**Text excerpt**:

***

Thursday, July 03, 2008

Salmon on the run


The debate over the hazards of fish farming will heat up again, with details out of Campbell River of a massive fish farm escape, 30,000 farmed Atlantic salmon escaped yesterday from the Marine Harvest pens in Frederick Arm.

The CBC reports that the fish made the break for the waters of coastal BC when a corner of the pen holding them collapsed, letting the 30,000 free to swim, at least until local anglers in the Campbell River suddently found a bounty at the end of their lines.

The worry at the moment is that those who manage to evade the fishermen of Campbell River may begin to feast on the wild smolts that are common to the area, potentially harming the wild stocks of the region.

While Marine Harvest have said that there is no danger of infections such as sea lice and other parasites, locals aren't particularly reassured that with 30,000 invaders free and on the move that something unwanted may develop.

***

**Data extract**:
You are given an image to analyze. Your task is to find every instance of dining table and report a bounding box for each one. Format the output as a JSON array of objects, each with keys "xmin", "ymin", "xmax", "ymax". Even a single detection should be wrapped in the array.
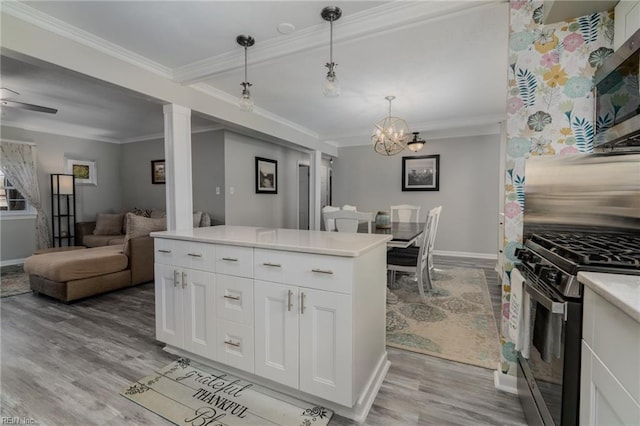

***

**Explore the material**:
**A)** In the salmon escape post, what made the pen release the fish?
**B)** Reproduce the salmon escape post from the words "Salmon on the" through the words "of their lines.".

**Results of the exercise**:
**A)** A corner of the pen holding them collapsed.

**B)**
Salmon on the run


The debate over the hazards of fish farming will heat up again, with details out of Campbell River of a massive fish farm escape, 30,000 farmed Atlantic salmon escaped yesterday from the Marine Harvest pens in Frederick Arm.

The CBC reports that the fish made the break for the waters of coastal BC when a corner of the pen holding them collapsed, letting the 30,000 free to swim, at least until local anglers in the Campbell River suddently found a bounty at the end of their lines.